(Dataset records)
Begin

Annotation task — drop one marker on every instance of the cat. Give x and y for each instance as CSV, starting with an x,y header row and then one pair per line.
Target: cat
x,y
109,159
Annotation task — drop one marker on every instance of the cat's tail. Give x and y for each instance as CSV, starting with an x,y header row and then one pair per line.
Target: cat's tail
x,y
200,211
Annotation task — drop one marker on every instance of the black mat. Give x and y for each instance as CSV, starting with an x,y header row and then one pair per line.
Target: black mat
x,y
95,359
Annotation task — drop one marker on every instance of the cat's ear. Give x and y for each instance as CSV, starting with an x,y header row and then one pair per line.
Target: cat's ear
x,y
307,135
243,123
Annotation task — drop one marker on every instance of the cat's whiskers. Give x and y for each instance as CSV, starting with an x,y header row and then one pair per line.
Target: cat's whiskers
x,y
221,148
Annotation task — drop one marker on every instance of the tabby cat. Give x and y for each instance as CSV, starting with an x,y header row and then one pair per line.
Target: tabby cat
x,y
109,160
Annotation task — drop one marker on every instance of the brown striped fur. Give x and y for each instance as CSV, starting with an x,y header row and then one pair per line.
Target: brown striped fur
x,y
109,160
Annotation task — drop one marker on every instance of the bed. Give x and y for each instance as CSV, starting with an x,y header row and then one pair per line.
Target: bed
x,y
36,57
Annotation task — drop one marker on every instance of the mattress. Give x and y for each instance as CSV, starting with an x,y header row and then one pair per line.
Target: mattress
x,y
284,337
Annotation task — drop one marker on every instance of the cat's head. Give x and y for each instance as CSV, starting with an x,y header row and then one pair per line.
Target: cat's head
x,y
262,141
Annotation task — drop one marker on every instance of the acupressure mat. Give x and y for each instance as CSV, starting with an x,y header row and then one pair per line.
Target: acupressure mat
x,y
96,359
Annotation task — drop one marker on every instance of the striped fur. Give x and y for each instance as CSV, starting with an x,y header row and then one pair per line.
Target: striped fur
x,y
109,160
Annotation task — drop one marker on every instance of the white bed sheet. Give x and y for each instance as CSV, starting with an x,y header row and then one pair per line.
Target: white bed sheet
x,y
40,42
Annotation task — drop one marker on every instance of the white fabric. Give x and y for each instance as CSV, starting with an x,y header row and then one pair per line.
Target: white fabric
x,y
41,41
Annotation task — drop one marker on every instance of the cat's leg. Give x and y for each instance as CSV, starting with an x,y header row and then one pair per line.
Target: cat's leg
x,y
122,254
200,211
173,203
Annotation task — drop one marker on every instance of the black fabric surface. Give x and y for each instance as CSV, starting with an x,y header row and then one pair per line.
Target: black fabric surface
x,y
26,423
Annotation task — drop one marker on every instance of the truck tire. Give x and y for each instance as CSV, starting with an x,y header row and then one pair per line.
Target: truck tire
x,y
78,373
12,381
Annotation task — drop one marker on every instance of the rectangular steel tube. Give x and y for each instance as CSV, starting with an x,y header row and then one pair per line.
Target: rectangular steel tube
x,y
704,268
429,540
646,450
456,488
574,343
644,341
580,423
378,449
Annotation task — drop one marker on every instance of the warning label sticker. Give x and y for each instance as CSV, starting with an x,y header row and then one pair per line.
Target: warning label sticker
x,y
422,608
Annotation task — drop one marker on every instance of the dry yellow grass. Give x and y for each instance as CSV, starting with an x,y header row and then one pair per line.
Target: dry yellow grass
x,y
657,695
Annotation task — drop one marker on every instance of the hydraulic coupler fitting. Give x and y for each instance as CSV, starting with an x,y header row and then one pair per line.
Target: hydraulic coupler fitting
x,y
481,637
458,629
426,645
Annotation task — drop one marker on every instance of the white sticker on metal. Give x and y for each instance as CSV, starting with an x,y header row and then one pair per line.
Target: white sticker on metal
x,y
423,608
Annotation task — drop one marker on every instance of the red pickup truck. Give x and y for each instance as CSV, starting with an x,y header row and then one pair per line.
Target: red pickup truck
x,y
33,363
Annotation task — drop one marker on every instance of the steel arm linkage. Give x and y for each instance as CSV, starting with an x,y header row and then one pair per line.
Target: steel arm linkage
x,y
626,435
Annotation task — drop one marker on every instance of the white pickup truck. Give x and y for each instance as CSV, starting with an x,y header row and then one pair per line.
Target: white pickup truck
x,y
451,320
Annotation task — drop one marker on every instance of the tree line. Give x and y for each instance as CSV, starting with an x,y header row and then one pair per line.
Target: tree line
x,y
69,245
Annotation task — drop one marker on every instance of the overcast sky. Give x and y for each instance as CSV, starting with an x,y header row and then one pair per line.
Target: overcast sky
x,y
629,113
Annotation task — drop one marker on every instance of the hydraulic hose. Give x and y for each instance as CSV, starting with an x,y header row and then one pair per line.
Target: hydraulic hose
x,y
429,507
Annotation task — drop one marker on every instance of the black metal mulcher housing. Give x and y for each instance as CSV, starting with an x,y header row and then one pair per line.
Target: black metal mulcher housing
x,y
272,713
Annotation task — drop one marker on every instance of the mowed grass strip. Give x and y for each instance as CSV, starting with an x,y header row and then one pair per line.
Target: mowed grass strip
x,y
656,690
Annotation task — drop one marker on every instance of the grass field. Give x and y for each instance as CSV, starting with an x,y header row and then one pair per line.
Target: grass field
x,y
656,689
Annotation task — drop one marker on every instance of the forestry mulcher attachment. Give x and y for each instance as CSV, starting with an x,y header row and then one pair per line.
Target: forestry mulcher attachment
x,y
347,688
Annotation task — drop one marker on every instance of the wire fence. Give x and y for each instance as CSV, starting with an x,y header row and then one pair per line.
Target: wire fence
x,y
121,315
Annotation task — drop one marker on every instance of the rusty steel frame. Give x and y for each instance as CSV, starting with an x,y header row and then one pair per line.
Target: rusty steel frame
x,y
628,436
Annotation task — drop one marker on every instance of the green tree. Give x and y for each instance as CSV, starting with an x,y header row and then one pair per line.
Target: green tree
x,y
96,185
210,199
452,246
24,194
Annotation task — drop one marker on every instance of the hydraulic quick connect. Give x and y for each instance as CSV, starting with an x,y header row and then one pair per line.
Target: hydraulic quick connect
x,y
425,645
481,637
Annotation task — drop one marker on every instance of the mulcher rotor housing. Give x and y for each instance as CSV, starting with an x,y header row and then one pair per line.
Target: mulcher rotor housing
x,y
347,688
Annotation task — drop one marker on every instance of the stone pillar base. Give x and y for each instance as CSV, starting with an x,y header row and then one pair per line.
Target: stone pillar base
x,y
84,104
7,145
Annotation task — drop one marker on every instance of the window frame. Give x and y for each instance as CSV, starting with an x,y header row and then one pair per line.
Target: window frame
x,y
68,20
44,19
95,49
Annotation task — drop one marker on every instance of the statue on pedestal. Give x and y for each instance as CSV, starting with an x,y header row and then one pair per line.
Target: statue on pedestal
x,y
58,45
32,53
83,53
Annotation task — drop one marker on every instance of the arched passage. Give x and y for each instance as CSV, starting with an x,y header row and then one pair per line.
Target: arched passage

End

▶ Given exercise
Recopy the entries above in their entirety, exactly.

▶ Exercise solution
Annotation task — drop one marker on every instance of the cat. Give x and y for each instance as CSV, starting with an x,y header row and then one pair per line.
Target: cat
x,y
109,159
Annotation task — drop one marker on every instance of the cat's tail. Give x and y for each instance as CSV, starting with an x,y header row and then one pair per line.
Target: cat's tail
x,y
200,211
Annotation task — drop one marker on every instance of the black mat. Give x and y for each instance as CSV, starting with an x,y header row and then one pair per line.
Target: black mat
x,y
95,359
Annotation task — drop one marker on every instance of the cat's ear. Give x and y for each instance as CSV, starting with an x,y header row and then one pair per line.
Target: cat's ear
x,y
307,135
243,123
Annotation task — drop one marker on every instance of the cat's whiskers. Give x and y for each instance as CSV, starting with an x,y header row and then one pair per line.
Target: cat's whiskers
x,y
221,148
Annotation task — drop one marker on every instance of the tabby cat. Give x and y for each instance as CSV, starting with an x,y header row and then one pair per line.
Target: tabby cat
x,y
109,160
Annotation task — drop one marker on every instance of the brown striped fur. Give x and y for each instance as CSV, starting with an x,y header row and then one pair per line.
Target: brown striped fur
x,y
109,160
Annotation task — drop one marker on every instance of the bed. Give x and y for each instance as CSV, starting with an x,y header row and then one pair per line.
Target: bed
x,y
36,57
Annotation task — drop one marker on every instance of the mattress. Give x and y for each instance as CSV, starting with an x,y header row and then one pair per line.
Target: mattress
x,y
284,337
Annotation task — drop one marker on every instance of the cat's head. Give x and y for each instance as CSV, starting with an x,y header row and then one pair per line.
Target: cat's head
x,y
262,141
Annotation task — drop one marker on every instance of the acupressure mat. Give x and y for each instance as CSV, starting with an x,y header row and then one pair per line.
Target: acupressure mat
x,y
96,359
Annotation task — drop one marker on every instance of the striped fur. Give x and y for each instance as CSV, starting with an x,y header row and then one pair per line.
Target: striped fur
x,y
109,160
Annotation task — drop one marker on every instance of the white bed sheet. Give x and y for each instance as CSV, starting with an x,y header row and then one pair per line.
Target: white bed sheet
x,y
40,42
Annotation task — drop one marker on every instance of the white fabric. Give x and y for each instance as CSV, starting with an x,y header row and then one pair per line.
Target: white fabric
x,y
41,41
Annotation task — drop one marker on every instance of the cat's leg. Give x and y for each instance as CSV, starting with an x,y header row and then one pair per line.
Target: cat's leg
x,y
122,254
200,211
173,203
Annotation task — drop one marker on every instance of the black fabric surface. Give x and y for each instance as CSV, starting with an x,y header row and then one pair per line.
Target: black fabric surface
x,y
26,423
Annotation task — drop one marker on every instance of the truck tire. Give x and y for each instance as CSV, starting with an x,y header row and then one pair per line.
Target: truck tire
x,y
78,373
12,381
Annotation task — drop one marker on every instance of the rectangular steel tube. Give x and y for each instance as CSV, starting with an x,y header row and then one pair per line.
Target: rectangular steel tube
x,y
704,268
429,540
646,450
456,488
574,343
644,341
580,423
378,449
Annotation task — drop one marker on every instance of the warning label sticker. Give x and y for each instance as CSV, starting with an x,y header row and then one pair per line.
Target: warning label sticker
x,y
422,608
Annotation task — drop one marker on every instance of the dry yellow grass. Give x and y for each instance as CSV, starting with an x,y header row and then one pair per line.
Target: dry yellow grass
x,y
657,695
Annotation task — drop one marker on every instance of the hydraulic coupler fitting. Give x and y for each instance as CSV, starting with an x,y header row and then one pair per line.
Target: hydraulic coupler fitting
x,y
481,637
458,629
426,645
Annotation task — drop one marker on every instance of the white sticker on metal. Give x and y for each instance as CSV, starting with an x,y header row and then one pair per line.
Target: white sticker on metal
x,y
423,608
Annotation task — drop one marker on every instance of the red pickup truck. Give x and y for each instance as CSV, starting with an x,y header row and then one pair per line.
Target: red pickup truck
x,y
33,363
Annotation task — drop one marker on every instance of the steel arm linkage. Give x and y for each instance as CSV, starting with an x,y header row and then one pair per line.
Target: steel arm linkage
x,y
626,435
Annotation task — drop one marker on every instance of the white pickup truck. Give x and y for each instance as CSV, starting with an x,y header row and then one pair per line.
Target: white pickup truck
x,y
451,320
Annotation task — drop one marker on every instance of the tree line. Give x and y for each instance as CSV, starting with an x,y header row and then one pair per line.
Target: tree line
x,y
69,245
Annotation task — drop one marker on every instance of the overcast sky. Give x and y for each instance as CSV, starting with an x,y header row and then one pair per line.
Target: overcast sky
x,y
629,113
Annotation task — drop one marker on every instance of the hydraulic hose. Give x and y for each instance as CSV, starting with an x,y header row and then one pair per line.
Target: hydraulic hose
x,y
429,507
Annotation task — drop one marker on every instance of the black metal mulcher housing. Give x and y for each instance as CSV, starting with an x,y header row and then one pair per line.
Target: black metal mulcher housing
x,y
272,713
Annotation task — drop one marker on every instance of the mowed grass strip. Give x and y for each instance as CSV, starting with an x,y header row and then one pair per line.
Target: mowed grass strip
x,y
656,690
Annotation task — drop one marker on every instance of the grass field. Give x and y for each instance as CSV, starting with an x,y header row and then one pair per line.
Target: grass field
x,y
656,689
Annotation task — drop one marker on every instance of the forestry mulcher attachment. Give x and y for each instance as CSV, starting with an x,y header row and then one pair per line.
Target: forestry mulcher attachment
x,y
347,688
Annotation task — drop one marker on every instance of the wire fence. Give x and y for each instance as CSV, starting with an x,y header row and then one pair per line.
Target: wire fence
x,y
121,315
Annotation task — drop one marker on every instance of the rusty steel frame. Give x and y for each instance as CSV, starting with an x,y header row and then one pair per line.
Target: rusty steel frame
x,y
628,436
Annotation task — drop one marker on every instance of the green tree. Give x and y for each instance as CSV, starting with an x,y header row and then one pair per line.
Target: green tree
x,y
96,185
210,199
452,246
24,194
Annotation task — drop one marker on every instance of the hydraulic quick connect. Give x and y for each instance as CSV, starting with an x,y header row and then one pair per line.
Target: hydraulic quick connect
x,y
425,645
481,637
Annotation task — drop one marker on every instance of the mulcher rotor housing. Give x and y for each instance as CSV, starting with an x,y header row and then one pair per line.
Target: mulcher rotor housing
x,y
347,688
Annotation task — drop one marker on every instance of the stone pillar base. Give x and y for each instance as CSV, starting with an x,y header row and then one pair per line.
Target: stone pillar base
x,y
84,104
7,145
Annotation task — drop one marker on every instance of the window frame. Give x and y for each instance as CSV, starting with an x,y header row and then one pair per line.
Target: window frame
x,y
68,20
44,19
95,49
Annotation task — drop one marker on every instance of the statue on pedestal. Give x and y for each instance as CSV, starting with an x,y header row and then one pair per line.
Target: statue on pedestal
x,y
58,45
32,53
83,53
Annotation task — drop one marker on every instance of the arched passage. Give x and y for each instance as CSV, starting with an x,y header row and then one pair per line.
Target: arched passage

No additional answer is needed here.